» Text provided:
This is the version I first saw and the one I fell in love with. When the 1995 version was released, I watched it but didn’t initially care for it as much though I’ve come to appreciate it for itself. However, when I think of the title “Sabrina,” it’s the Audrey Hepburn edition that immediately comes to mind.

It’s a simple Cinderella plot. Sabrina, the daughter of the chauffeur of the ridiculously wealthy Larrabee family, has been in love with the younger son of the family for years. David’s a young, handsome playboy who’s been married three times, has a different date each night and who barely even remembers that Sabrina lives on the estate. It’s not that he’s mean or cruel, it’s just that she’s not in his social circle or as sophisticated as the women he’s used to dating.

In an attempt to break her of her infatuation, Sabrina’s father sends her to cooking school in Paris. Two years later she returns, a well dressed, polished and sophisticated young woman. She and David meet at the train station and he, not recognizing her, offers her a lift home. When she directs him to his own house, he finally realizes who she is and impulsively invites her to a party the family is hosting that night.

When she arrives, David can’t keep his eyes off her to the consternation of his older brother, Linus. The family closes ranks, not because they hate Sabrina but because fooling with the daughter of a servant is considered in poor taste and the family, or make that Linus, has arranged a marriage between David and the daughter of another wealthy family, the Tysons, in order to facilitate a business merger.

Linus engineers a slight accident that will keep David out of commission for a few days until his wedding. In the meantime, it’s up to Linus to entertain Sabrina and attempt to lure her into a romance with him before gently paying her off. But as they spend time in each others company, who is falling for whom and how will it end?

Sabrina starts out as a dreamy romantic. Reaching for the moon and messing up at cooking school since she’s unhappily in love, as a fellow student tells her. Then she arrives home, so sophisticated and supposedly grown up yet she starts again with David and her dreams of their romance. But it’s not reality and doesn’t live past her few encounters with Linus – a man she’s never dreamed of and was actually a little afraid and in awe of while growing up. With him she quickly realizes she’s found the real thing and it scares her. She’s desperate to get away from him and back to David. That is until the night when she thinks she discovers that Linus loves her. Her reality crashes down on her when Linus can’t keep up the charade and reveals all.

» Requirement 1: Using the review of Sabrina, say whether each statement agrees with it, answering yes or no and quoting the words that decide it: (a) Sabrina's father sends her to cooking school in Paris. (b) David is Linus's older brother. (c) Sabrina comes home three years after leaving.
The review of Sabrina and the entries after it come from separate, unrelated sources.

» Material for this task:
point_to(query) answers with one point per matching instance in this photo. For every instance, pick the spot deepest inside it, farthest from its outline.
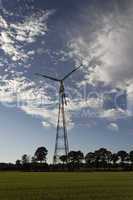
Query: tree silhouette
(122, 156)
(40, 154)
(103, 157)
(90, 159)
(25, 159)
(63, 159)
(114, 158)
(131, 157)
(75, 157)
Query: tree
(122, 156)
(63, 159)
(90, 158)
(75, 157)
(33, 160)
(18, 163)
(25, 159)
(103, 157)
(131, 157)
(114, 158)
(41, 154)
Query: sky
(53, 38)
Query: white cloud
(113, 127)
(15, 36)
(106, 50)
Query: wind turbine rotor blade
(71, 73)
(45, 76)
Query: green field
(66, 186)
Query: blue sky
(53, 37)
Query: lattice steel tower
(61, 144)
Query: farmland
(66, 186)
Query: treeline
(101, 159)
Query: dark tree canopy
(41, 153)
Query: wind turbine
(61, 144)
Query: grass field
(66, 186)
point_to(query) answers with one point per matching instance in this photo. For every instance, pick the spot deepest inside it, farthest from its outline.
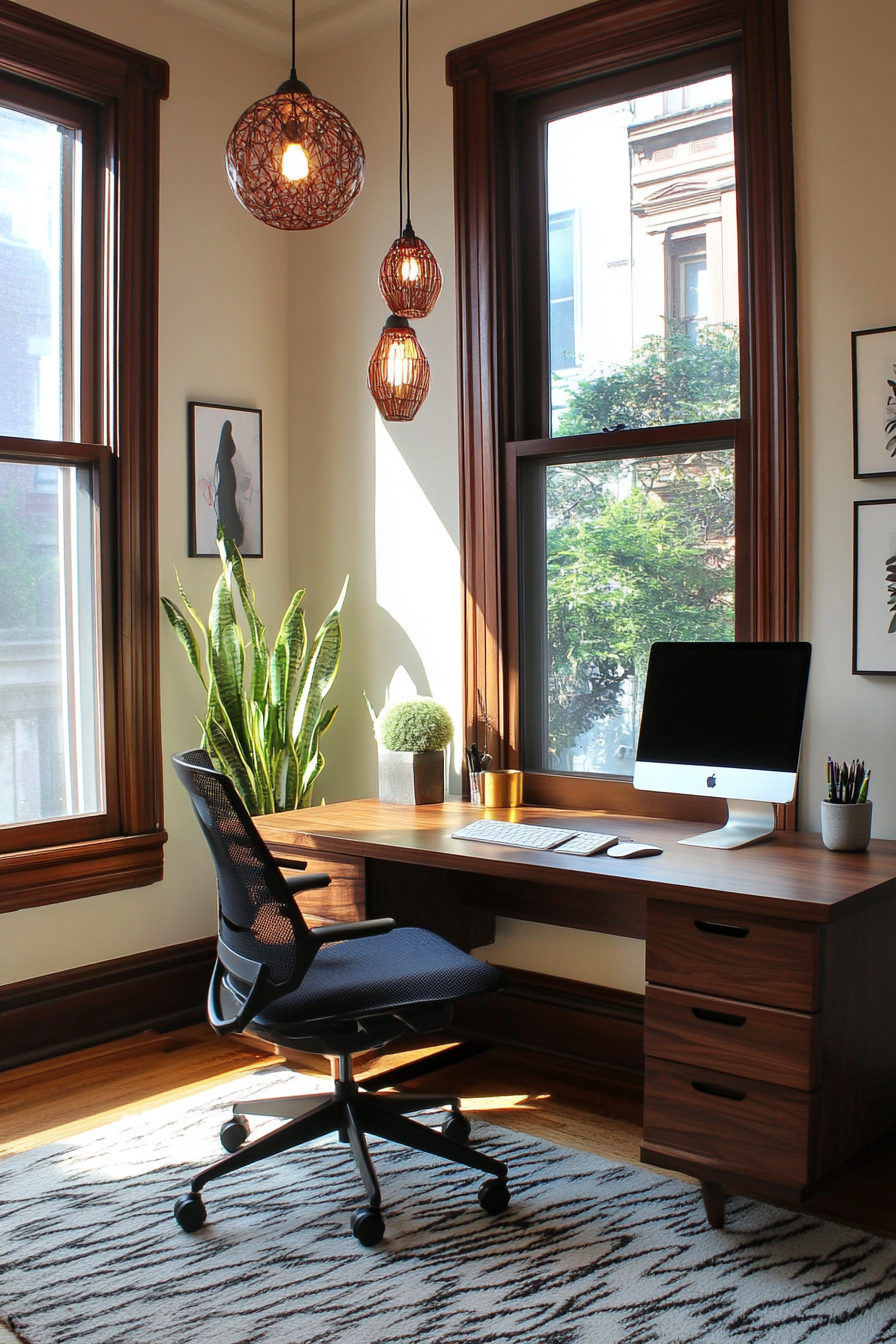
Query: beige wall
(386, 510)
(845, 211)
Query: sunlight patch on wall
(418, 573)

» Requirement 2: Repeat word for word the entries from the line containing "Query: green field" through the last line of the entries, both ends included, and leave out the picture.

» Task response 1:
(a) Yes: "Sabrina’s father sends her to cooking school in Paris."
(b) No: "to the consternation of his older brother, Linus."
(c) No: "Two years later she returns."

» Task response 2:
Query: green field
(66, 186)
Query: blue sky
(53, 37)
Query: lattice steel tower
(61, 144)
Query: farmland
(66, 186)
Query: treeline
(101, 159)
Query: dark tree canopy
(41, 153)
Query: wind turbine
(61, 144)
Query: grass field
(66, 186)
point_to(query) answers with one point per matching instance in this photo. For every instance, pick the spot deepest inside it, farthest from its outline.
Query: beige wall
(386, 510)
(845, 211)
Query: sunlight patch on wall
(418, 573)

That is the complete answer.